### Work task:
Identify and pull out each line of the entries in which "negative" occurs.

### Extracted information:
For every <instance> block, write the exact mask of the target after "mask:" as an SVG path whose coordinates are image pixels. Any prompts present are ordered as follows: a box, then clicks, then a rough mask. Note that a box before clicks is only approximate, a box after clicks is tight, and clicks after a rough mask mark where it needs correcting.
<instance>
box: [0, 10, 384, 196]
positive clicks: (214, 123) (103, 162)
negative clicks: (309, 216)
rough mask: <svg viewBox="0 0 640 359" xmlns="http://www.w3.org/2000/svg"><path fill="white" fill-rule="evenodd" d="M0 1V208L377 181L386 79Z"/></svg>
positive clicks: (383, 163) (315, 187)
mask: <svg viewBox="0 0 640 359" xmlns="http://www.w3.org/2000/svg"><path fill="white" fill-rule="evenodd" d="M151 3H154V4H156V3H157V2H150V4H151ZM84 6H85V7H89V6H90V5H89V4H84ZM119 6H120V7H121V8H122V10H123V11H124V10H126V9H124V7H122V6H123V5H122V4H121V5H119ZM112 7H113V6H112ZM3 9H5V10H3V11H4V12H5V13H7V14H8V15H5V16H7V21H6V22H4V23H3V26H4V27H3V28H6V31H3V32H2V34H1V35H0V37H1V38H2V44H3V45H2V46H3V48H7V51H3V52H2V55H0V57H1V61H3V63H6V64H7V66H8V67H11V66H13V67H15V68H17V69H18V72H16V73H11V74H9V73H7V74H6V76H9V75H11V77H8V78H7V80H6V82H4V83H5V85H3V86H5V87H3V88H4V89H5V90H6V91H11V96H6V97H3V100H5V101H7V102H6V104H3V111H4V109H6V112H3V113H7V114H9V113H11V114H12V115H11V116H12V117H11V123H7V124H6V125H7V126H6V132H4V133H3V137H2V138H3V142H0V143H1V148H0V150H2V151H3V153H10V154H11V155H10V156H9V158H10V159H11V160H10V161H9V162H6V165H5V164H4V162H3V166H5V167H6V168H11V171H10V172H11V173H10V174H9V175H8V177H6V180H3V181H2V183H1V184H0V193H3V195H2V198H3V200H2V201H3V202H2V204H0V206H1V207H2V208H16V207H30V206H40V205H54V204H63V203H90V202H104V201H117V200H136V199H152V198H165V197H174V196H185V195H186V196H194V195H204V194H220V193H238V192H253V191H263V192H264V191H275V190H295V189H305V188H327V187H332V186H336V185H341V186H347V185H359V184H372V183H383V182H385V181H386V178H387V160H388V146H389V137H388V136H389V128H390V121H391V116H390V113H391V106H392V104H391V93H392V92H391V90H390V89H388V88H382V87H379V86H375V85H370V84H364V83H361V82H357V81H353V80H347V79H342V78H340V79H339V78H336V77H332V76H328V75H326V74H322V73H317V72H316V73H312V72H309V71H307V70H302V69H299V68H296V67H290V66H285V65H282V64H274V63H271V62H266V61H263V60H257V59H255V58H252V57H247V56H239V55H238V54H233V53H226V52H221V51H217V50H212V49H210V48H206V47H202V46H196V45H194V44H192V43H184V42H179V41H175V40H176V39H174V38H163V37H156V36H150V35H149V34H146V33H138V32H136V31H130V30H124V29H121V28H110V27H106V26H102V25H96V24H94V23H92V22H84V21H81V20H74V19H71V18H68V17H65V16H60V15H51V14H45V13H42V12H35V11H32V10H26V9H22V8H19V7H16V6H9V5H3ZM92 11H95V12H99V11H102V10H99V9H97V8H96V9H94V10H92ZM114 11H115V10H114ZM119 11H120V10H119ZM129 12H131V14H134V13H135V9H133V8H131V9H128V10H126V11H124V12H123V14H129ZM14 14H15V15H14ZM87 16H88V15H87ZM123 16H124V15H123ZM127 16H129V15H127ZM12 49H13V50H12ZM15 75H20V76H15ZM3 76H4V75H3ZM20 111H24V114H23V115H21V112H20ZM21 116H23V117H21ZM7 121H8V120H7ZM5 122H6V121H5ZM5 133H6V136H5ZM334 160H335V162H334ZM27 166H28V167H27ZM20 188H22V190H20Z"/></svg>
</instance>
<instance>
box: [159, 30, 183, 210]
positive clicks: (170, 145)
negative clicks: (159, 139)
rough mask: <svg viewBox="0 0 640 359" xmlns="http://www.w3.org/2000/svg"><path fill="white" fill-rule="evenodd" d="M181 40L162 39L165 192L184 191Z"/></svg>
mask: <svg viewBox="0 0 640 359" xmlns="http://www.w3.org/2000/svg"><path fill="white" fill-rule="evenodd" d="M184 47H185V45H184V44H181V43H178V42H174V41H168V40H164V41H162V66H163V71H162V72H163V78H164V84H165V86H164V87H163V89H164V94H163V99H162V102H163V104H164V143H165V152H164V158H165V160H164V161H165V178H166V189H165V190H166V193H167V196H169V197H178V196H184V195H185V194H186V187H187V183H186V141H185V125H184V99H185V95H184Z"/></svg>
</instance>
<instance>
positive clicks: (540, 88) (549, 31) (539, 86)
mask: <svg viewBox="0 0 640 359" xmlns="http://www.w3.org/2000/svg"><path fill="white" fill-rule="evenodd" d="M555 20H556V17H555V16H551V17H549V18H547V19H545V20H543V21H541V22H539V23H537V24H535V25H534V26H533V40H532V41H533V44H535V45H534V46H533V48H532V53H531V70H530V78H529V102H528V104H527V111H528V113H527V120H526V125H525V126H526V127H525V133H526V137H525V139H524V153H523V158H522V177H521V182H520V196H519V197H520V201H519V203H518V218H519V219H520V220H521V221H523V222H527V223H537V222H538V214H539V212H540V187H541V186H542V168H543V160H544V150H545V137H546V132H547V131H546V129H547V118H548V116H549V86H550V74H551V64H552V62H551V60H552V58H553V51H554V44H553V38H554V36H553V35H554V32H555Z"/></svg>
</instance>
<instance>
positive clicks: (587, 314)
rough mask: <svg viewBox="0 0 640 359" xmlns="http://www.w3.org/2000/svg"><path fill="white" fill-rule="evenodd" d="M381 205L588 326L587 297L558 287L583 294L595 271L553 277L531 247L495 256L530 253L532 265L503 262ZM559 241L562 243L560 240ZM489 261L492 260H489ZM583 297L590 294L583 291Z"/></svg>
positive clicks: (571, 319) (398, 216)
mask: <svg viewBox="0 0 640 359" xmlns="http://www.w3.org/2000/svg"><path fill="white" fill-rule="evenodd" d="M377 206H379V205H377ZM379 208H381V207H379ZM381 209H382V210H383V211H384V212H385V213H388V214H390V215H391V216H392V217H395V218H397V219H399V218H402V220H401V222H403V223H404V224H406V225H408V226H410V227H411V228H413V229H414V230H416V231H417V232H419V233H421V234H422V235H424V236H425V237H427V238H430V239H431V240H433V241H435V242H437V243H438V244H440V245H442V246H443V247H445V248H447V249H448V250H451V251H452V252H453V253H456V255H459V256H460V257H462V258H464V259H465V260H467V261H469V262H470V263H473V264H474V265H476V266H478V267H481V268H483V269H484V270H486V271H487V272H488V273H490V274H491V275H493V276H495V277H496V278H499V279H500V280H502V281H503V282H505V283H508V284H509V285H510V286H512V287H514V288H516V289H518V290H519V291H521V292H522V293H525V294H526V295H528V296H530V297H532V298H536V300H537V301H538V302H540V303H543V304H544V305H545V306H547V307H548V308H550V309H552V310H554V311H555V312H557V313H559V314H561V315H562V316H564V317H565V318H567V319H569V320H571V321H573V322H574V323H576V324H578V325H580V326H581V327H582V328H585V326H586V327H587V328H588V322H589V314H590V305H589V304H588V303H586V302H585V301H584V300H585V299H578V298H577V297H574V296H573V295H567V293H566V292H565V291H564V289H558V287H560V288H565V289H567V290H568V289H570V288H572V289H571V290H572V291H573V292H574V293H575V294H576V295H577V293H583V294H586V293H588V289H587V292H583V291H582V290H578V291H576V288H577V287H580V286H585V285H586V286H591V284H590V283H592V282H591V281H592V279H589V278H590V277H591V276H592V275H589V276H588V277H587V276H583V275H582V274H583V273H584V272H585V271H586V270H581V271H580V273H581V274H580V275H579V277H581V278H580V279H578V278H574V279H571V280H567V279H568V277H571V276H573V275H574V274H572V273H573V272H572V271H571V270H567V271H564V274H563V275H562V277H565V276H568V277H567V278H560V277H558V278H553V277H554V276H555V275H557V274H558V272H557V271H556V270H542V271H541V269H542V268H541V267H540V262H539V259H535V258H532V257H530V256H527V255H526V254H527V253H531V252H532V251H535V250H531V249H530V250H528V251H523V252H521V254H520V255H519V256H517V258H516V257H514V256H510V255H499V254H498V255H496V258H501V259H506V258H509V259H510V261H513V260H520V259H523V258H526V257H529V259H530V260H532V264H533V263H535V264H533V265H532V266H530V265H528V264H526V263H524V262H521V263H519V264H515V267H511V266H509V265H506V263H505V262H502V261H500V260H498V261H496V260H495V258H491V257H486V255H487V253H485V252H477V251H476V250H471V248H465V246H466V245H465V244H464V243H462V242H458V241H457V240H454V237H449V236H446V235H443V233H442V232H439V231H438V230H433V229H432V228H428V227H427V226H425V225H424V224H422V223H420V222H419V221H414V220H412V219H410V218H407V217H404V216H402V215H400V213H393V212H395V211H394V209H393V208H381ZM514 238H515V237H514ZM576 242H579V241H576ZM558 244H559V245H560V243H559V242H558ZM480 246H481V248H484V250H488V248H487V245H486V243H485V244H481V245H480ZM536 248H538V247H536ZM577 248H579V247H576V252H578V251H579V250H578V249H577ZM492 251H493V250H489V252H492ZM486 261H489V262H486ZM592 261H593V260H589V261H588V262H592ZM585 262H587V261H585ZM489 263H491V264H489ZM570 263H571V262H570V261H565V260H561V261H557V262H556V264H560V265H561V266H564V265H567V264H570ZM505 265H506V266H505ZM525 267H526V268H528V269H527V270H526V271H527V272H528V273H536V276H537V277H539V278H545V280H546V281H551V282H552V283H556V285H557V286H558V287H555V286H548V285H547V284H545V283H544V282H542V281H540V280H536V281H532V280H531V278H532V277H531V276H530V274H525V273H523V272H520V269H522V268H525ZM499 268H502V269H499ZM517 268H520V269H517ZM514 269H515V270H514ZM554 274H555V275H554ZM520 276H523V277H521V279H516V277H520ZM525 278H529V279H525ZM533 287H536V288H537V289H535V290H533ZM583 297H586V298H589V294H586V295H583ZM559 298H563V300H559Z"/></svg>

### Problem solution:
negative clicks: (309, 216)
negative clicks: (159, 139)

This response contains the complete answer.